THE REQUEST — Rewrite the data between the lines holding "Find the black sneaker" and "x=278, y=421", inclusive, with every line kept and every x and y coordinate in the answers shifted up by 115.

RECORDS PROVIDED —

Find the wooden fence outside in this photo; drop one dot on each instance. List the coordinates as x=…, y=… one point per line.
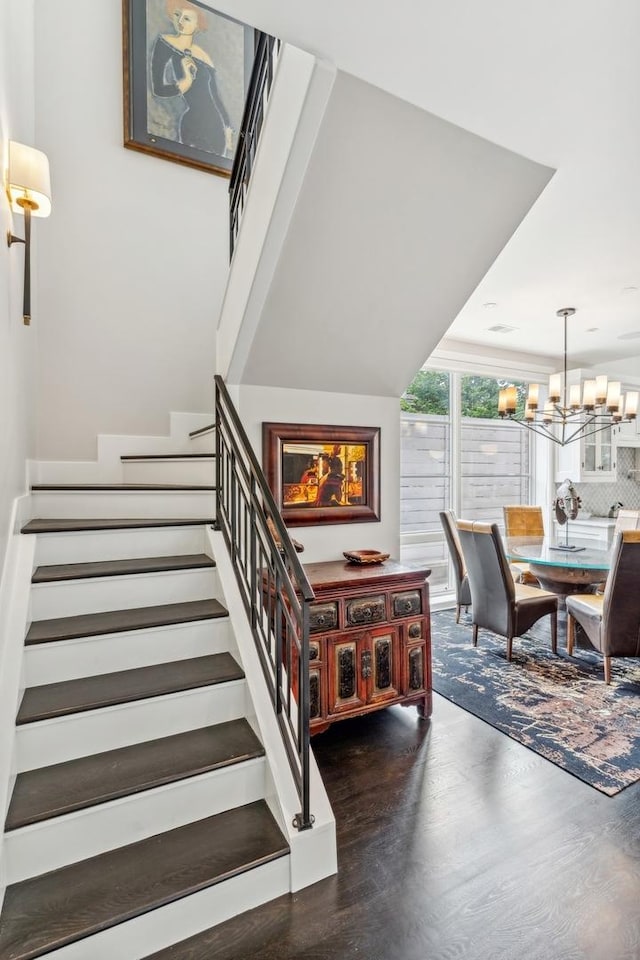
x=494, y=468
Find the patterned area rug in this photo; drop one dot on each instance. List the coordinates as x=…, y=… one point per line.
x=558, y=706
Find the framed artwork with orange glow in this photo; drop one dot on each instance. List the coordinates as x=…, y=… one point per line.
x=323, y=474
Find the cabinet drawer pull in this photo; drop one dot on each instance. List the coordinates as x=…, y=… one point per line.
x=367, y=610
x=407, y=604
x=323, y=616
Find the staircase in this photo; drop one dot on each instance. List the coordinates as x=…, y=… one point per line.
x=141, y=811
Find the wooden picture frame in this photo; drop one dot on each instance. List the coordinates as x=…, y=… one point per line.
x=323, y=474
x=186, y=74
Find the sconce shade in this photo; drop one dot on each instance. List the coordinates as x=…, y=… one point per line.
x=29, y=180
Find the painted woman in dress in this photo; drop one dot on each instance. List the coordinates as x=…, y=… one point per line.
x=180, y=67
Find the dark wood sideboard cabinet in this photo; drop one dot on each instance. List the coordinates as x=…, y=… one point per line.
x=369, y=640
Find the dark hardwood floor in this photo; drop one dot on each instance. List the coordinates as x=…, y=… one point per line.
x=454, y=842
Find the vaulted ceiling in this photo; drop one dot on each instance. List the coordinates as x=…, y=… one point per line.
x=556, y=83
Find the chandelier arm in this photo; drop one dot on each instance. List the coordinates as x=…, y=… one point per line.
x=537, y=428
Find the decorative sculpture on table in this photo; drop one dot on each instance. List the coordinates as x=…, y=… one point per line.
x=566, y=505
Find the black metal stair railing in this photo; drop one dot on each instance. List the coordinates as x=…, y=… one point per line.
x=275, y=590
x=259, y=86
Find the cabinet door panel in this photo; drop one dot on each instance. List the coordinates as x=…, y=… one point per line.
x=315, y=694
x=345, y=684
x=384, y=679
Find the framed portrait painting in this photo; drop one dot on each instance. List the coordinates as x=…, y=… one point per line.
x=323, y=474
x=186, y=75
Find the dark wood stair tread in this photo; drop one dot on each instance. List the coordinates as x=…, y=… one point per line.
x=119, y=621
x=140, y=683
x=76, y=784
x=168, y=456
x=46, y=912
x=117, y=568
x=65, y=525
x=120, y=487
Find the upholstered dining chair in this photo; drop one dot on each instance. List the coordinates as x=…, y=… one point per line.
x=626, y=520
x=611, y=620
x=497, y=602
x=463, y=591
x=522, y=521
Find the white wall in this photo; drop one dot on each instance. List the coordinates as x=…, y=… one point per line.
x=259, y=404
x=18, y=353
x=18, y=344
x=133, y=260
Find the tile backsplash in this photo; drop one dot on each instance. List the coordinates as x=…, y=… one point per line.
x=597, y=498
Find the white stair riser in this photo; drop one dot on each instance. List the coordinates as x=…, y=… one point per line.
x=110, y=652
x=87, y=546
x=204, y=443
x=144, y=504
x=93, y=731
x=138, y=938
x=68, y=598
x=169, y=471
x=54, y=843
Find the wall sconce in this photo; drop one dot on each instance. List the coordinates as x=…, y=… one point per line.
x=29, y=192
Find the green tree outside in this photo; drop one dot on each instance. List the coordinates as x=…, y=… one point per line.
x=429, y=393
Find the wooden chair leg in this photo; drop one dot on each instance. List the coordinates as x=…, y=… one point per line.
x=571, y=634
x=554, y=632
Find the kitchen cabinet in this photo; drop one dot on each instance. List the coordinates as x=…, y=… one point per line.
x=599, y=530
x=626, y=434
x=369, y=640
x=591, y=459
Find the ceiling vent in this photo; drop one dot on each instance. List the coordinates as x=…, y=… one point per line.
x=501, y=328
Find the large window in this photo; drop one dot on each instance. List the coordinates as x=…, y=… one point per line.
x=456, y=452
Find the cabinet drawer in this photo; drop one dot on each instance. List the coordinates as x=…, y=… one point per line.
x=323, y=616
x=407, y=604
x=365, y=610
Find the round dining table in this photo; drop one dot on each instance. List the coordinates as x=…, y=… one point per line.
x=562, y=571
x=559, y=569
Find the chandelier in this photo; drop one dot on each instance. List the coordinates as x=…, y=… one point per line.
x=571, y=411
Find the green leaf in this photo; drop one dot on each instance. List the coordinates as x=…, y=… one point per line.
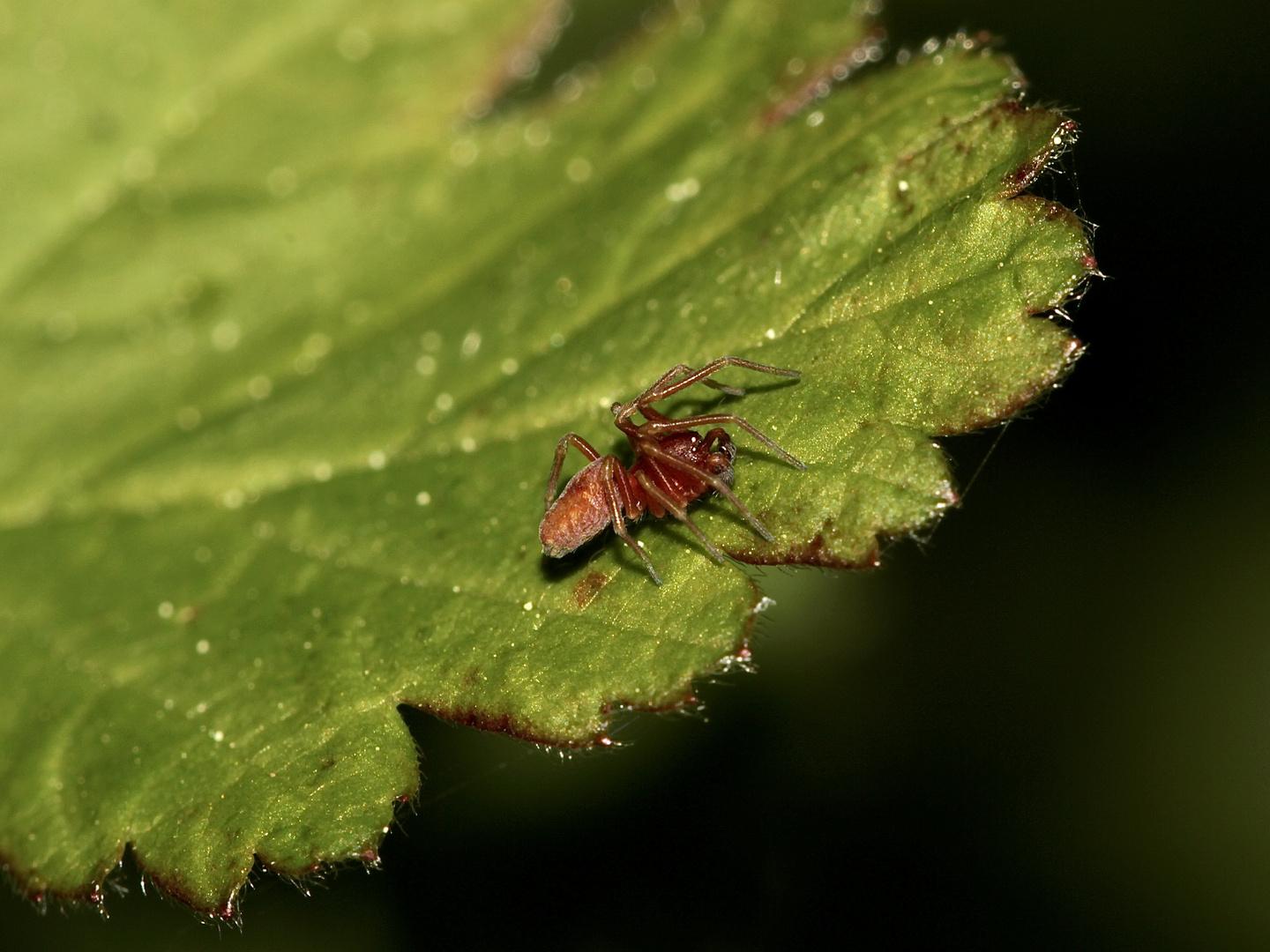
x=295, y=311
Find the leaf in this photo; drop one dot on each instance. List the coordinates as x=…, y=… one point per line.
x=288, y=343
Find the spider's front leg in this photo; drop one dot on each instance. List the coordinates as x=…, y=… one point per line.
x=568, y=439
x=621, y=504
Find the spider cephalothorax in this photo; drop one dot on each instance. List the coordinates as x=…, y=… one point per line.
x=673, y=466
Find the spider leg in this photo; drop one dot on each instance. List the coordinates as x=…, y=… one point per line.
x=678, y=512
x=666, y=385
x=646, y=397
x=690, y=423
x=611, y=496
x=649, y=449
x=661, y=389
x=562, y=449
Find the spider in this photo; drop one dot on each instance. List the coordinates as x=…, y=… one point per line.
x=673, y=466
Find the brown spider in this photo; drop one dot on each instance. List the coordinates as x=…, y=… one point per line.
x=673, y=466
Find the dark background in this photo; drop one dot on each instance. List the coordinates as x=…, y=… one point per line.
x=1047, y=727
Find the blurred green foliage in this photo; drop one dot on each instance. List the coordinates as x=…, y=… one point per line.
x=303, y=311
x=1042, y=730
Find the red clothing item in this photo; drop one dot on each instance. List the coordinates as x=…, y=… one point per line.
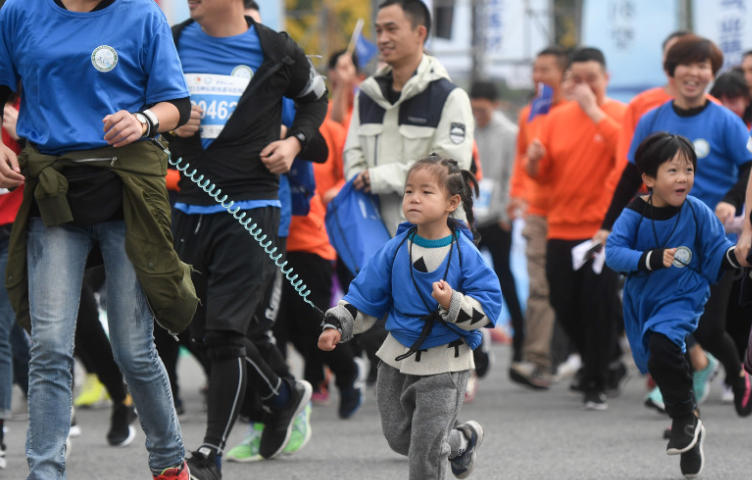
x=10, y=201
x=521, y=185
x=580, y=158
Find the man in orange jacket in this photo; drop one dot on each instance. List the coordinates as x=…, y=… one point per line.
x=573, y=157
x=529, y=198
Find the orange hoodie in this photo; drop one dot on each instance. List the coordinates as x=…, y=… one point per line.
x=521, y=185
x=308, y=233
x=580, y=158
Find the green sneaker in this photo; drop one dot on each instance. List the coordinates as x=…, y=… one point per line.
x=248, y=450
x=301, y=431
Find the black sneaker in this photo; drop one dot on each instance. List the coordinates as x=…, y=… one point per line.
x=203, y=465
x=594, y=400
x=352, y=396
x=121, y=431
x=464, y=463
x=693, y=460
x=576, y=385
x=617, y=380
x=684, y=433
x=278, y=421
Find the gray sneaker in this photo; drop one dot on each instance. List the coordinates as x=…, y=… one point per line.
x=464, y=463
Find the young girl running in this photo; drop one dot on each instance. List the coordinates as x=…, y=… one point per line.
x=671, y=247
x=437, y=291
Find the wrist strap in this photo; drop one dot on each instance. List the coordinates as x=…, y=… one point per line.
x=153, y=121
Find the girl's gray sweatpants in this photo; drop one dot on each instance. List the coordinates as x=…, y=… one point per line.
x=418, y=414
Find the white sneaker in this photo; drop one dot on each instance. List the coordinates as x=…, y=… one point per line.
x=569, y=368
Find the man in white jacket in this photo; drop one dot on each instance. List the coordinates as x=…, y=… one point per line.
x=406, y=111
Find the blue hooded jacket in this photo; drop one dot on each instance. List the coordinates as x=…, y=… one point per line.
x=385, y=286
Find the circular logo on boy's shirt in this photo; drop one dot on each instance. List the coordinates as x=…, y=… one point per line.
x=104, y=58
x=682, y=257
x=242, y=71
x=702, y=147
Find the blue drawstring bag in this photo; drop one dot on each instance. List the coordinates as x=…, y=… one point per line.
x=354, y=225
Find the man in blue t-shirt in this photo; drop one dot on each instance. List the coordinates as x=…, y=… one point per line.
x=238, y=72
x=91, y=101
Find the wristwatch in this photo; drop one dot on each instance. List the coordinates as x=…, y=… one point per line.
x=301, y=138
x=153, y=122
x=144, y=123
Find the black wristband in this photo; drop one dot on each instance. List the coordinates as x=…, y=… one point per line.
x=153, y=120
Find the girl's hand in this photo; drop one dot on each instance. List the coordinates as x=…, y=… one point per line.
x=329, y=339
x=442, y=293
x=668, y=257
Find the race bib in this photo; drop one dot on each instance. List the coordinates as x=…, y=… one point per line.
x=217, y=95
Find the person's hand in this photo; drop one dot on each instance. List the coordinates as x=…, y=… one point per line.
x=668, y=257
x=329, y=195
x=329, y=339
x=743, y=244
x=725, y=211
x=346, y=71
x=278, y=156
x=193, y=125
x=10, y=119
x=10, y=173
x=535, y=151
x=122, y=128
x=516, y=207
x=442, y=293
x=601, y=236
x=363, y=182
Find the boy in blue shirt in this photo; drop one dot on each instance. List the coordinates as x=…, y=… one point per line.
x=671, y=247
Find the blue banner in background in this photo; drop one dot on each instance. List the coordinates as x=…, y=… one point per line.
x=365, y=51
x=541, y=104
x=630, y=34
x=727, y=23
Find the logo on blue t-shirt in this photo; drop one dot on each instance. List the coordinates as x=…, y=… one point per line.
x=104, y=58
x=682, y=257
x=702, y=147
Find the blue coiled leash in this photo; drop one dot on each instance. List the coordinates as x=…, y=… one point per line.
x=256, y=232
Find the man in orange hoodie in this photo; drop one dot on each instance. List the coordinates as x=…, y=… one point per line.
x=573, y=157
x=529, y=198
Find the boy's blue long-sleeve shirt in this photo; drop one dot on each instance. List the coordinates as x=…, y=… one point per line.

RESPONSE TO THE EXERCISE —
Find the black sneaker in this photo; drop one dot on each instance. List the coordinates as x=…, y=… one point per line.
x=318, y=580
x=709, y=515
x=467, y=511
x=236, y=546
x=579, y=578
x=808, y=575
x=691, y=500
x=732, y=495
x=799, y=548
x=393, y=536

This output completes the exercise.